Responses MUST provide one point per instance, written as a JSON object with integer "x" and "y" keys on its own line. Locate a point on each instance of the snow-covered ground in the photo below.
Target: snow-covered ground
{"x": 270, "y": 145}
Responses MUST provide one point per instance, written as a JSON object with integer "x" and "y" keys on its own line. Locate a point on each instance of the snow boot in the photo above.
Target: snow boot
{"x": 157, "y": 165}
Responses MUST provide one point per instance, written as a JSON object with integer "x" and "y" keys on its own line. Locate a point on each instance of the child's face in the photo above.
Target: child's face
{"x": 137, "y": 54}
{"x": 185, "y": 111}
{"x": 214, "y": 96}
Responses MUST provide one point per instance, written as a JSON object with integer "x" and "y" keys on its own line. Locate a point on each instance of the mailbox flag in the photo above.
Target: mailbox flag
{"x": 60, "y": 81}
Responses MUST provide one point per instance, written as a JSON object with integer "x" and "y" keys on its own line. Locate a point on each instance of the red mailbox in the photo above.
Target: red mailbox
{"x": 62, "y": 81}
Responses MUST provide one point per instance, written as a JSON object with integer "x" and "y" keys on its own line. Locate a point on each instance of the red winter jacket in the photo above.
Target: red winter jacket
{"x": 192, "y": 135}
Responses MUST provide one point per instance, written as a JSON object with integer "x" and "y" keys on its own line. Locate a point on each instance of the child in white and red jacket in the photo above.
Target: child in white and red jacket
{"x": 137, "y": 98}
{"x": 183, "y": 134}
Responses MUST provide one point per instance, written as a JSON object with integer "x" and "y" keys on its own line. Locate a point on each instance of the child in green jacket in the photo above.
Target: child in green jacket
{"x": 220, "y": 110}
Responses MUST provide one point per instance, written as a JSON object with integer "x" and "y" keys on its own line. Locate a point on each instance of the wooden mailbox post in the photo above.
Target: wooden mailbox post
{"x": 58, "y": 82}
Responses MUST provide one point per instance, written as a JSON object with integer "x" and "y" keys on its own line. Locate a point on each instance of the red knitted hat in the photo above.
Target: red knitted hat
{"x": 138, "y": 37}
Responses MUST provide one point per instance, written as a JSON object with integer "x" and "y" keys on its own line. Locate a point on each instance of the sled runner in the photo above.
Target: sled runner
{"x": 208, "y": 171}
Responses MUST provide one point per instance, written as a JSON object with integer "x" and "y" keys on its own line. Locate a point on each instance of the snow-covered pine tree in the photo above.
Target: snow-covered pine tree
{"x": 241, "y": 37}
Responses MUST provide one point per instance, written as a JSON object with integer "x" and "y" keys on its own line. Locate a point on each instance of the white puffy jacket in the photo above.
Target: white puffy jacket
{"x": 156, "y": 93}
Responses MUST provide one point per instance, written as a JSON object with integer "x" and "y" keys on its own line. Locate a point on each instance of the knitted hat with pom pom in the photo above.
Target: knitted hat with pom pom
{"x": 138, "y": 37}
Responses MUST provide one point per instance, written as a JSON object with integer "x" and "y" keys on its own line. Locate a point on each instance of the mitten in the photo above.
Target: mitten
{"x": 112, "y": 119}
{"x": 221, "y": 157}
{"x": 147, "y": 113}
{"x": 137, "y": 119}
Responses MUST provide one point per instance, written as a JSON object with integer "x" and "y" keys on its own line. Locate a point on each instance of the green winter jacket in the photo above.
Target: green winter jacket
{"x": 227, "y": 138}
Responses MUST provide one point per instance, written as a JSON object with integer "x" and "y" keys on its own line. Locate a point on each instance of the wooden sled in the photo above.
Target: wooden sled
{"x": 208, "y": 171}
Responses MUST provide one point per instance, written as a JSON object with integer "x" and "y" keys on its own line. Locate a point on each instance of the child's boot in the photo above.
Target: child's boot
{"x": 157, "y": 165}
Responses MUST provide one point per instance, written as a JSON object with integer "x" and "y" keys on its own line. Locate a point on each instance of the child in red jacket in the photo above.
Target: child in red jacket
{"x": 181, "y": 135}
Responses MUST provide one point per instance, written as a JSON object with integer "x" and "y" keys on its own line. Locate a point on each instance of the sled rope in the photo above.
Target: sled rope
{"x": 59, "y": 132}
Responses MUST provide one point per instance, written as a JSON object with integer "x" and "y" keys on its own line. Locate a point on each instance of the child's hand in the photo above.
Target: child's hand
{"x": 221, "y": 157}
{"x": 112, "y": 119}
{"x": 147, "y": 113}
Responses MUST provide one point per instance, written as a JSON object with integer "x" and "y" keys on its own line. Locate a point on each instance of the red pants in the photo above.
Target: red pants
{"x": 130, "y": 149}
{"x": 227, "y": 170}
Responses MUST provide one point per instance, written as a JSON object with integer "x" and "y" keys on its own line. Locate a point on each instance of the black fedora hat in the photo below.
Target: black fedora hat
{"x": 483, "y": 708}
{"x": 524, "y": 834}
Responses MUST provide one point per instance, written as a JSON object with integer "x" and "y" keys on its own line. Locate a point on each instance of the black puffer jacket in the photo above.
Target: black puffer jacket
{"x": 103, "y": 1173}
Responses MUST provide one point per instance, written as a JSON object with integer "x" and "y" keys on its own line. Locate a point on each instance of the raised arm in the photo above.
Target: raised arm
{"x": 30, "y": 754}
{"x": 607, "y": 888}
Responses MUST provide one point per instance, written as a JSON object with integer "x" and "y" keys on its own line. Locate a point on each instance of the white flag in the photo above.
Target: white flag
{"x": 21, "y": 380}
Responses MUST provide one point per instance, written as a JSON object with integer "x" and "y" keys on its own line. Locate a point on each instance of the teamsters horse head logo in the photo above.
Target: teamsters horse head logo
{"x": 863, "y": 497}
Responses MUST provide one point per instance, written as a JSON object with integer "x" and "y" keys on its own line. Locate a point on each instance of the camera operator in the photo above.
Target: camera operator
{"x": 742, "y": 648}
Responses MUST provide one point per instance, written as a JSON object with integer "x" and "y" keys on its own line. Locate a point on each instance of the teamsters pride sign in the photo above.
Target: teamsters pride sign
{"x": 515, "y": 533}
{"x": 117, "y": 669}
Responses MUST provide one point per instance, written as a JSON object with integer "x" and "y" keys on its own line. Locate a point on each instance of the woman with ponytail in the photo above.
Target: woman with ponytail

YOUR TASK:
Copy all of the entries above word for word, changing nothing.

SOLVED PROBLEM:
Responses MUST provide one point per instance, written as a JSON object with integer "x" and "y" keys on its own line. Locate a point on each instance of the snow-covered ground in the photo below.
Target: snow-covered ground
{"x": 270, "y": 145}
Responses MUST provide one point per instance, written as a JSON object with integer "x" and "y" keys on its own line. Locate a point on each instance of the snow boot in the photo above.
Target: snow boot
{"x": 157, "y": 165}
Responses MUST provide one point per instance, written as a JSON object with integer "x" and "y" keys on its own line. Locate a point on each instance of the child's face in the photo above.
Target: child's face
{"x": 137, "y": 54}
{"x": 185, "y": 111}
{"x": 214, "y": 96}
Responses MUST provide one point per instance, written as a JSON object with integer "x" and "y" keys on its own line. Locate a point on each instance of the mailbox flag in the photo above.
Target: mailbox flag
{"x": 60, "y": 81}
Responses MUST provide one point per instance, written as a JSON object with integer "x" and "y" keys on its own line. Locate a point on each instance of the red mailbox in the photo above.
Target: red mailbox
{"x": 62, "y": 81}
Responses MUST provide one point per instance, written as a JSON object with integer "x" and "y" keys on its own line. Locate a point on each instance of the red winter jacket in the photo above.
Target: red winter jacket
{"x": 192, "y": 135}
Responses MUST provide one point per instance, written as a JSON object with integer "x" and "y" keys on its own line. Locate a point on each instance of the child in white and red jacket in the photo above.
Target: child in white and red jacket
{"x": 137, "y": 98}
{"x": 183, "y": 134}
Responses MUST provide one point per instance, written as a JSON object with integer "x" and "y" keys on its own line. Locate a point on each instance of the child in green jacket in the photo above.
Target: child in green jacket
{"x": 220, "y": 110}
Responses MUST provide one point per instance, written as a JSON object with integer "x" and "y" keys on its own line. Locate a point on each instance of the wooden mailbox post in the photo above.
Target: wooden mailbox post
{"x": 58, "y": 82}
Responses MUST provide one point per instance, written as a JSON object with integer "x" and "y" keys on its own line. Locate a point on each instance of the red knitted hat in the photo above.
Target: red knitted hat
{"x": 138, "y": 37}
Responses MUST provide one point per instance, written as a JSON object with integer "x" and "y" keys on its own line. Locate a point on each instance of the sled runner in the photo above.
Target: sled runner
{"x": 208, "y": 171}
Responses MUST provide one point per instance, written as a JSON object with integer "x" and "y" keys on its own line. Locate a point on each instance of the snow-covered pine tree in the photo above.
Target: snow-covered pine tree
{"x": 241, "y": 37}
Responses MUST provide one point per instance, written as a JSON object with integer "x" and "y" keys on its own line. Locate a point on each instance of the white puffy jacket in the photo above.
Target: white puffy jacket
{"x": 156, "y": 93}
Responses MUST provide one point per instance, written as a JSON object with integer "x" and "y" keys on its own line. Locate a point on each instance of the knitted hat with pom pom in the photo above.
Target: knitted hat with pom pom
{"x": 138, "y": 37}
Responses MUST provide one point per instance, written as a JSON object with integer "x" and "y" keys on its own line. Locate a point on each instance of the mitten in the photo above.
Target: mitten
{"x": 112, "y": 119}
{"x": 221, "y": 157}
{"x": 147, "y": 113}
{"x": 137, "y": 119}
Responses MUST provide one point per instance, written as a JSON object with integer "x" and "y" keys on its own line. Locate a point on each instance of the green winter jacket in the photo above.
Target: green winter jacket
{"x": 227, "y": 138}
Responses MUST provide one point per instance, written as a JSON object with integer "x" and "y" keys on its own line. Locate a point on each instance of the wooden sled in the photo above.
Target: wooden sled
{"x": 208, "y": 171}
Responses MUST provide one point per instance, written as a JSON object with integer "x" and "y" keys on its own line. Locate a point on each instance of the child's boot in the photo above.
Target: child's boot
{"x": 157, "y": 165}
Responses MUST provide one point per instance, written as a JSON object with integer "x" and "y" keys on its own line. Locate a point on each instance of the child in red jacket in the photo above.
Target: child in red jacket
{"x": 181, "y": 135}
Responses MUST provide one point per instance, written as a JSON object with integer "x" and "y" keys on its own line. Locate a point on each instance of the sled rope in the photo above.
Target: sled rope
{"x": 59, "y": 132}
Responses MUST provide one point per instance, written as a JSON object with integer "x" and "y" keys on its own line. Locate a point on each instance of the child's hand in the photo above.
Target: child's hand
{"x": 221, "y": 157}
{"x": 112, "y": 119}
{"x": 147, "y": 113}
Responses MUST provide one point per instance, written as a JSON object with integer "x" and "y" keys on its own line. Locate a point on each instance of the red pants in the photo above.
Target: red pants
{"x": 130, "y": 149}
{"x": 227, "y": 170}
Responses MUST provide one point per instance, written as a JSON object with integer "x" and "y" keys on its own line. Locate a point on each instance of the black fedora hat in the photo below.
Target: black fedora hat
{"x": 483, "y": 708}
{"x": 524, "y": 834}
Responses MUST provide one point per instance, written as a JSON object with integer "x" and "y" keys on its own line. Locate a point on each instance of the black puffer jacket in the photo above.
Target: black puffer jacket
{"x": 103, "y": 1173}
Responses MUST provide one point per instance, written as a JSON object with integer "x" and "y" keys on its own line. Locate a point on each instance of the raised arm in the photo above.
Target: raised arm
{"x": 30, "y": 754}
{"x": 607, "y": 888}
Responses MUST provide one point per instance, written as a JSON object with integer "x" and "y" keys on its own line. Locate a point on each instance of the white flag in the photo above.
Target: white flag
{"x": 21, "y": 380}
Responses MUST provide one point per instance, written as a JSON object with integer "x" and "y" keys on its own line. Locate a point on each instance of the teamsters horse head logo in the photo above.
Target: teamsters horse head logo
{"x": 863, "y": 497}
Responses MUST provide one point per instance, written as a JSON object with integer "x" and "y" keys on its own line. Locate a point on each instance of the camera operator in the photo above.
Target: camera operator
{"x": 742, "y": 648}
Responses MUST provide one point per instance, written as a JSON object with integer "x" and "y" keys on its own line. Locate a point on each instance of the teamsters pride sign in the photo above.
Target: teamsters pride sign
{"x": 515, "y": 533}
{"x": 117, "y": 669}
Responses MUST provide one point per instance, written as a JSON object with integer "x" and "y" keys on its own line. Locate a point on each instance of the woman with ponytail in the photo above.
Target: woman with ponytail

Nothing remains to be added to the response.